=== Section Start ===
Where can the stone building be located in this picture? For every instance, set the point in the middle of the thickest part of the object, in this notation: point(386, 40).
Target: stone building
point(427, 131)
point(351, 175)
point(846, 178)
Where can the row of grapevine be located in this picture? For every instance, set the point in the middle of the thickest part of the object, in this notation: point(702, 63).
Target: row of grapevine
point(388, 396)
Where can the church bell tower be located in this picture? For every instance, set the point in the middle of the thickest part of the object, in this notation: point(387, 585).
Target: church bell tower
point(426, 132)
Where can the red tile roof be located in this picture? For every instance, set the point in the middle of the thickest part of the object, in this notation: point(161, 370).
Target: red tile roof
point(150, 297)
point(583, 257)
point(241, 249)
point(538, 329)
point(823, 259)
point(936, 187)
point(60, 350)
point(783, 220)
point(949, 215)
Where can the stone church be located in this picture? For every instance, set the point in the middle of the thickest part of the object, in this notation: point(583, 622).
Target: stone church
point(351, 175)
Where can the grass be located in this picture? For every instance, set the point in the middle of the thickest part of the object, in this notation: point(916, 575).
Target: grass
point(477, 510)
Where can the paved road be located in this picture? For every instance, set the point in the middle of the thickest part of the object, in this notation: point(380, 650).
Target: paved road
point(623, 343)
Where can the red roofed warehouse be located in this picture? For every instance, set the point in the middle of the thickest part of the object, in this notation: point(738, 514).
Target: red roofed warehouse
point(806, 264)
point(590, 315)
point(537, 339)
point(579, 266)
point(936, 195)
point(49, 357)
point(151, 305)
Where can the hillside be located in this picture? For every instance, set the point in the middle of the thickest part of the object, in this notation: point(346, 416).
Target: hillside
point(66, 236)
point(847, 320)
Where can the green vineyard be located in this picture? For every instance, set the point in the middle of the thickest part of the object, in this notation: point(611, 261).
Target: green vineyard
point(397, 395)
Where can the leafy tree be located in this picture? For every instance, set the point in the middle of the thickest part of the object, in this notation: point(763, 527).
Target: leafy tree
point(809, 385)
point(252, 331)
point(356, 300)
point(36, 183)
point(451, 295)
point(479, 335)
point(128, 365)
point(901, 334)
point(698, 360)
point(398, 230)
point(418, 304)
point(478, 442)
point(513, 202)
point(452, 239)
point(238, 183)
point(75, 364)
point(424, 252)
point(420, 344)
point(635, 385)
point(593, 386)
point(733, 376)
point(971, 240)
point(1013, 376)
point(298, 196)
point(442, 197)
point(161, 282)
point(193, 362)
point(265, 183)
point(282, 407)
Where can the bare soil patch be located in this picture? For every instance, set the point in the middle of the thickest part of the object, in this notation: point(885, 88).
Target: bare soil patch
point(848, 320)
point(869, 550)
=== Section End ===
| WORK REQUEST |
The material above must be output in full. Keep every word as it is.

| TASK ANSWER |
Where can the stone building be located in this picture? For every instance, set the point in the middle of the thickest part of the object, in this notation: point(386, 40).
Target: stone building
point(427, 131)
point(351, 175)
point(846, 178)
Where can the row of grapevine be located in this picture? For every instance, set the point in the middle of the thickest part of the object, in this notation: point(702, 63).
Target: row of grapevine
point(388, 396)
Where can the church bell tower be located in this picture? For every instance, set the point in the middle of the thickest part of the object, in this notation: point(387, 585).
Target: church bell tower
point(426, 132)
Where can the red tile roof be located in this picture? For every instance, set the point in the middle of the thickest part of the object, in this notation: point(161, 370).
Target: red tile roof
point(150, 297)
point(583, 257)
point(241, 249)
point(538, 329)
point(823, 259)
point(936, 187)
point(60, 350)
point(783, 220)
point(949, 215)
Where can the stone church be located in this picture? For every instance, set the point in the middle of the thickest part of the object, in this notation: point(583, 622).
Target: stone church
point(351, 175)
Where can the grass be located in this picture? For every instance, set the point in the middle of the thickest part of the object, in this notation: point(916, 575).
Target: grass
point(477, 510)
Where can the paved road be located in this picture? For every instance, set the point in the middle of the thickest part of the object, in this notation: point(380, 650).
Target: paved road
point(623, 343)
Where can the red roofed warehouse be located in this picture? For every instance, set the point in the middle of the thickest part of the object, in this notation: point(738, 514).
Target: red roofed warehouse
point(806, 264)
point(590, 315)
point(537, 339)
point(579, 266)
point(936, 195)
point(49, 357)
point(151, 305)
Where can the hillside be located in this picture? For every instance, set the point in the middle of the thickest part of the object, in this notation: point(346, 416).
Target: hillside
point(66, 236)
point(847, 320)
Where can the green vineyard be located in this picture? For every instance, set the point in the middle of the thickest part of the object, in this notation: point(611, 261).
Target: green vineyard
point(397, 395)
Where can the leafy tree be located in this picture? For every instance, set the point in the middle of the thickest part of the object, in this notation: point(763, 527).
Target: leafy tree
point(809, 385)
point(252, 331)
point(356, 300)
point(36, 183)
point(451, 295)
point(479, 335)
point(128, 365)
point(901, 334)
point(698, 360)
point(398, 230)
point(418, 304)
point(478, 442)
point(513, 202)
point(452, 239)
point(238, 183)
point(75, 364)
point(424, 252)
point(420, 344)
point(635, 385)
point(593, 386)
point(733, 376)
point(971, 240)
point(1013, 376)
point(298, 196)
point(442, 197)
point(161, 282)
point(193, 362)
point(265, 183)
point(282, 407)
Where can the bare soil patch be located in this picture? For every instance, set the point in the middle of the thickest part of the object, in this notation: point(885, 88).
Target: bare soil patch
point(848, 320)
point(869, 550)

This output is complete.